--- START Rows ---

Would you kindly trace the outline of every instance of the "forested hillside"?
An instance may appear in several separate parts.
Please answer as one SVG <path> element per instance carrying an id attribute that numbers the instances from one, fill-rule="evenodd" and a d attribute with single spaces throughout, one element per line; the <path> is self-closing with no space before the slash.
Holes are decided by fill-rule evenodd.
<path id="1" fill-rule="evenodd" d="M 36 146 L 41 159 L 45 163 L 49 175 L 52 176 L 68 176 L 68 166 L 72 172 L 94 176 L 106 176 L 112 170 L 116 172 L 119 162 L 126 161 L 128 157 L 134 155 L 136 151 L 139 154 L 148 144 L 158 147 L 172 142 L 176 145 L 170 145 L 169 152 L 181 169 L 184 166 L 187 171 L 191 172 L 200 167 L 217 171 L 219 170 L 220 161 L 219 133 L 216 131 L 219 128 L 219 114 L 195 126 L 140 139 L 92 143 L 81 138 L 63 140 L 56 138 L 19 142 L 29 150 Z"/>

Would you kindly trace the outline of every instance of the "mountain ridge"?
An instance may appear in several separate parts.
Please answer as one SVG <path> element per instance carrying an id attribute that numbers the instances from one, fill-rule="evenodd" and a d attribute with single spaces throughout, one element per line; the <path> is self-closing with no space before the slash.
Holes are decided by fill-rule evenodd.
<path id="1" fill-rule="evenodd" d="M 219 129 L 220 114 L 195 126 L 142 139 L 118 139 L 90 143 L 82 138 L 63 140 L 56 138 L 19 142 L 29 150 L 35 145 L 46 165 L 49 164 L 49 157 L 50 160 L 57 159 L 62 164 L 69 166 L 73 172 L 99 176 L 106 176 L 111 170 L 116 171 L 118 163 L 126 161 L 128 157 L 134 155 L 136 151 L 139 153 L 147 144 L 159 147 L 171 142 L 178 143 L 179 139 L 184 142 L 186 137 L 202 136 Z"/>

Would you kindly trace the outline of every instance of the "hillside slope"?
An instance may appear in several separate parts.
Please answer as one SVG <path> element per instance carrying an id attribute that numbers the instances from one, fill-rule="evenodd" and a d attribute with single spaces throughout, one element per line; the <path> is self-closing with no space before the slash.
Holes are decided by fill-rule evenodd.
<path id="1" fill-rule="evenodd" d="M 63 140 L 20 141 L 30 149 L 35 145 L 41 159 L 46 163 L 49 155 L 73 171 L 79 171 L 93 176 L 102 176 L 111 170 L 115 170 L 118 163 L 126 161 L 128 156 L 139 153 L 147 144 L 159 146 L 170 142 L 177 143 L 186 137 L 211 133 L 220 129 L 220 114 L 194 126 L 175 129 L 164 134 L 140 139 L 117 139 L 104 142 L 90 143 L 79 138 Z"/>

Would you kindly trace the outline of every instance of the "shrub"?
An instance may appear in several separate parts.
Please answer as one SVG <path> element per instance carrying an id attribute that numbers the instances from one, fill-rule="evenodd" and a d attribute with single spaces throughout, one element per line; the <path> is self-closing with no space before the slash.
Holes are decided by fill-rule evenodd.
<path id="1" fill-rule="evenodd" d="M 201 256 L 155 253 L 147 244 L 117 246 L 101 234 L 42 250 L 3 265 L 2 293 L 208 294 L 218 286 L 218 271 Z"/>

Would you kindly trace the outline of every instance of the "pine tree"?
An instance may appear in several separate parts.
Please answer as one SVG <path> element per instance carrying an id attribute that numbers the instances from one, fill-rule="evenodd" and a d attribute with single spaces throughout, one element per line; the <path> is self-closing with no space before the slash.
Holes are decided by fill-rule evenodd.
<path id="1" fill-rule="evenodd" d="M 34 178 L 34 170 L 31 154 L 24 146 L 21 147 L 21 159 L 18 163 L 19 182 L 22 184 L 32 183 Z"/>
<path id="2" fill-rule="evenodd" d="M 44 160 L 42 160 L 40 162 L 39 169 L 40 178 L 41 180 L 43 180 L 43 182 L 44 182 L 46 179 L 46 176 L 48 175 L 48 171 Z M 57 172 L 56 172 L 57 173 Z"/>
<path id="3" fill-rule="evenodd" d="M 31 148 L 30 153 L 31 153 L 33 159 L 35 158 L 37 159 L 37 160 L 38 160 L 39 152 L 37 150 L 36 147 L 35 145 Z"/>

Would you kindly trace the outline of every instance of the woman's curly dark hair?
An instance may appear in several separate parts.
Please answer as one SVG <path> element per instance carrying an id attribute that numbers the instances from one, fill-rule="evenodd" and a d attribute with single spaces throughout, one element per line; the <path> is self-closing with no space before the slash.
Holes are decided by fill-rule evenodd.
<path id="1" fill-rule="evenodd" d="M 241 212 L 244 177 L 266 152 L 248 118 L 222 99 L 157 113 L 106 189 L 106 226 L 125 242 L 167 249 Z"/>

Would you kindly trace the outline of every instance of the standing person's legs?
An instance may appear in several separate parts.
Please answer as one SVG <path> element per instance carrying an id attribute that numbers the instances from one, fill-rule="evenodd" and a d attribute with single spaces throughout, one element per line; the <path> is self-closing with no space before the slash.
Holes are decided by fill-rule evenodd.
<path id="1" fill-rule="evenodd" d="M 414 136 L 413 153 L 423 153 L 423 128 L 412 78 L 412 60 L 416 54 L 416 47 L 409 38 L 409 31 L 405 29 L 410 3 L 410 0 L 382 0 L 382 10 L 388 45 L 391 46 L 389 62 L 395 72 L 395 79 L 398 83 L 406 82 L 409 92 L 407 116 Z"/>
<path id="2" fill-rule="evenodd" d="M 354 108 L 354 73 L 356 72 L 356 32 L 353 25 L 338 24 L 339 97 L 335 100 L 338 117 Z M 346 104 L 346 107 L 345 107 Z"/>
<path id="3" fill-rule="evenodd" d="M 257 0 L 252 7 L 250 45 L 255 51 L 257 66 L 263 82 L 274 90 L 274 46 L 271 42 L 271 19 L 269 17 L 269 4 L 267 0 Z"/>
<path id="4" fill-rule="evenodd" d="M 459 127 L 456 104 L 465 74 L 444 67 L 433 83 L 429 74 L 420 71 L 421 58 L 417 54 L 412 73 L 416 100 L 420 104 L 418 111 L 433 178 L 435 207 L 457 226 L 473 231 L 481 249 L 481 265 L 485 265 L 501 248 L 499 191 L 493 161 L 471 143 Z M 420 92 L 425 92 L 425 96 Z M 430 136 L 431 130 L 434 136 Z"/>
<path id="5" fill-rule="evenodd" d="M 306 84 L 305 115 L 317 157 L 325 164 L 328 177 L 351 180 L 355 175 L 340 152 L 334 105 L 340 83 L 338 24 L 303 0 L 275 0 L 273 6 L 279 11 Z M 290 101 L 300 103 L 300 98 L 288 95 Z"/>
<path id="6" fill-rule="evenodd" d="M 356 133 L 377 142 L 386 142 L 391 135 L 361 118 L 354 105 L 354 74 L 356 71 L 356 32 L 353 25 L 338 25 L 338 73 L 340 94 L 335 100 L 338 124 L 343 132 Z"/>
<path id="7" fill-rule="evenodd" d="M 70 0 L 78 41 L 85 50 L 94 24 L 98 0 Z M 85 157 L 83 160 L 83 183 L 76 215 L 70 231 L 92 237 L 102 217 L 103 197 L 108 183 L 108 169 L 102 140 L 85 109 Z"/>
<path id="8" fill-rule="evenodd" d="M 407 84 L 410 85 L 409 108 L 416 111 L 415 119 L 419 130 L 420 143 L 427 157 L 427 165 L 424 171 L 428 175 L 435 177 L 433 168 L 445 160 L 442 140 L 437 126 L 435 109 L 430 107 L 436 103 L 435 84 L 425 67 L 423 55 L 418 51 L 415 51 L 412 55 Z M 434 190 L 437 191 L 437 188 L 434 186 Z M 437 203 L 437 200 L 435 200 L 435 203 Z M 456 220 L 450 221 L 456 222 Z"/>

--- END Rows ---

◆ Exercise
Update the records by changing every "Would you kindly" to "Could you please", and write all the lines out again with nothing else altered.

◆ Complete output
Could you please trace the outline of every instance of the "forested hillside"?
An instance may appear in several separate parts.
Please answer as one SVG <path> element per instance carrying an id attribute that numbers the instances from one, fill-rule="evenodd" and a d attribute with single spaces throughout, one element per line; the <path> is self-closing with no space before the slash.
Holes are decided by fill-rule evenodd.
<path id="1" fill-rule="evenodd" d="M 36 146 L 41 159 L 45 163 L 49 175 L 52 176 L 68 176 L 68 166 L 72 172 L 94 176 L 106 176 L 112 170 L 116 172 L 119 162 L 126 161 L 128 157 L 134 155 L 136 151 L 139 154 L 148 144 L 158 147 L 172 142 L 176 145 L 170 145 L 169 152 L 181 169 L 184 166 L 187 171 L 191 172 L 200 167 L 217 171 L 219 170 L 220 161 L 219 133 L 216 131 L 219 128 L 219 114 L 195 126 L 140 139 L 92 143 L 81 138 L 63 140 L 56 138 L 19 142 L 29 150 Z"/>

Could you please trace the outline of every instance of the "mountain ridge"?
An instance may appear in several separate parts.
Please answer as one SVG <path> element per instance carrying an id attribute that numbers the instances from one, fill-rule="evenodd" and a d attribute with single spaces throughout, one element per line; the <path> is self-closing with no space before the slash.
Holes are decided by fill-rule evenodd.
<path id="1" fill-rule="evenodd" d="M 219 129 L 220 114 L 195 126 L 142 139 L 118 139 L 90 143 L 82 138 L 63 140 L 56 138 L 19 142 L 29 150 L 35 145 L 46 165 L 49 164 L 49 157 L 50 160 L 57 159 L 62 164 L 69 166 L 73 172 L 99 176 L 106 176 L 111 170 L 116 171 L 118 163 L 126 161 L 128 157 L 134 155 L 136 151 L 139 153 L 147 144 L 159 147 L 171 142 L 178 143 L 179 139 L 184 142 L 186 137 L 202 136 Z"/>

Could you please trace the outline of every instance of the "hillside slope"?
An instance may appear in several separate parts.
Please answer as one SVG <path> element per instance carrying an id attribute that numbers the instances from one, fill-rule="evenodd" and a d attribute with single spaces throughout, one element per line; the <path> is self-closing with no space before the slash.
Holes are decided by fill-rule evenodd.
<path id="1" fill-rule="evenodd" d="M 63 140 L 20 141 L 30 149 L 35 145 L 41 159 L 46 163 L 49 155 L 73 171 L 79 171 L 93 176 L 102 176 L 111 170 L 115 170 L 118 163 L 126 161 L 128 156 L 139 153 L 147 144 L 159 146 L 170 142 L 177 143 L 186 137 L 211 133 L 220 129 L 220 114 L 194 126 L 175 129 L 164 134 L 140 139 L 117 139 L 104 142 L 90 143 L 79 138 Z"/>

Could you please trace the outline of every instance of the "shrub"?
An instance may appear in several separate parts.
Please answer as one SVG <path> element per instance carrying an id attribute that numbers the instances from one, fill-rule="evenodd" and a d attribute with single spaces throughout, one element per line; the <path> is self-closing with no space before the slash.
Holes are decided by fill-rule evenodd.
<path id="1" fill-rule="evenodd" d="M 201 256 L 155 253 L 147 244 L 117 246 L 101 234 L 42 250 L 3 265 L 2 293 L 208 294 L 218 286 L 218 271 Z"/>

Could you please trace the outline of every instance of the "pine tree"?
An instance may appear in several separate parts.
Please answer as one SVG <path> element per instance carrying an id attribute that numbers the instances from one, fill-rule="evenodd" and a d attribute with single spaces throughout, one element per line; the <path> is self-closing with no space before the slash.
Holes are decided by fill-rule evenodd.
<path id="1" fill-rule="evenodd" d="M 34 178 L 34 170 L 31 154 L 24 146 L 21 147 L 21 159 L 18 163 L 19 182 L 22 184 L 32 183 Z"/>
<path id="2" fill-rule="evenodd" d="M 44 160 L 42 160 L 40 162 L 39 169 L 40 178 L 41 180 L 43 180 L 43 182 L 44 182 L 46 179 L 46 176 L 48 175 L 48 171 Z M 57 172 L 56 172 L 57 173 Z"/>
<path id="3" fill-rule="evenodd" d="M 31 148 L 30 153 L 31 153 L 33 159 L 35 158 L 37 159 L 37 160 L 38 160 L 39 152 L 37 150 L 36 147 L 35 145 Z"/>

Could you please trace the outline of every instance of the woman's curly dark hair?
An instance may appear in several separate parts.
Please answer as one SVG <path> element per instance carrying an id attribute that numbers the instances from one, fill-rule="evenodd" and a d attribute with single spaces throughout, one element per line; the <path> is self-closing with no space before the slash.
Holes are decided by fill-rule evenodd.
<path id="1" fill-rule="evenodd" d="M 241 212 L 244 177 L 266 152 L 248 118 L 222 99 L 157 113 L 106 189 L 106 226 L 125 242 L 167 249 Z"/>

Could you please trace the outline of every instance of the standing person's legs?
An instance may appear in several separate parts.
Please answer as one SVG <path> element per instance carrying an id attribute that numbers the instances from one, fill-rule="evenodd" and a d attribute with single spaces throughout, one element per line; the <path> is self-closing with no space before the slash.
Holes are decided by fill-rule evenodd.
<path id="1" fill-rule="evenodd" d="M 414 136 L 413 153 L 423 153 L 423 128 L 412 78 L 412 60 L 416 54 L 416 47 L 409 38 L 409 31 L 405 29 L 410 3 L 410 0 L 382 0 L 382 10 L 388 45 L 391 46 L 389 62 L 395 72 L 395 79 L 398 83 L 406 82 L 409 92 L 407 116 Z"/>
<path id="2" fill-rule="evenodd" d="M 354 108 L 354 73 L 356 72 L 356 32 L 353 25 L 338 24 L 339 97 L 335 100 L 338 117 Z M 346 104 L 346 107 L 345 107 Z"/>
<path id="3" fill-rule="evenodd" d="M 257 0 L 252 7 L 250 45 L 255 51 L 257 66 L 263 82 L 274 90 L 274 46 L 271 42 L 271 19 L 269 17 L 269 4 L 267 0 Z"/>
<path id="4" fill-rule="evenodd" d="M 459 127 L 456 104 L 465 74 L 444 67 L 433 83 L 429 74 L 420 71 L 421 58 L 417 54 L 412 73 L 416 100 L 420 104 L 418 111 L 433 178 L 435 207 L 457 226 L 473 231 L 481 249 L 481 265 L 485 265 L 501 248 L 499 191 L 493 161 L 471 143 Z M 420 92 L 425 92 L 425 96 Z M 430 136 L 431 130 L 434 136 Z"/>
<path id="5" fill-rule="evenodd" d="M 306 84 L 305 115 L 317 157 L 325 164 L 328 177 L 351 180 L 355 175 L 340 152 L 334 105 L 340 83 L 338 24 L 303 0 L 275 0 L 273 6 L 279 11 Z M 290 101 L 300 103 L 300 98 L 288 95 Z"/>
<path id="6" fill-rule="evenodd" d="M 356 133 L 377 142 L 386 142 L 391 135 L 361 118 L 354 105 L 354 74 L 356 71 L 356 32 L 353 25 L 338 25 L 338 73 L 340 94 L 335 100 L 338 124 L 343 132 Z"/>
<path id="7" fill-rule="evenodd" d="M 70 0 L 78 41 L 85 50 L 94 24 L 98 0 Z M 85 157 L 83 160 L 83 183 L 76 215 L 70 231 L 92 237 L 102 217 L 103 197 L 108 183 L 108 169 L 102 140 L 85 109 Z"/>
<path id="8" fill-rule="evenodd" d="M 407 84 L 410 85 L 409 108 L 416 111 L 415 119 L 419 130 L 420 143 L 427 157 L 427 165 L 424 171 L 428 175 L 435 177 L 433 168 L 445 160 L 442 140 L 437 126 L 435 109 L 430 107 L 436 103 L 435 84 L 425 67 L 423 55 L 418 51 L 415 51 L 412 55 Z M 434 190 L 437 191 L 437 188 L 434 186 Z M 437 203 L 437 200 L 435 200 L 435 203 Z M 456 220 L 450 221 L 456 222 Z"/>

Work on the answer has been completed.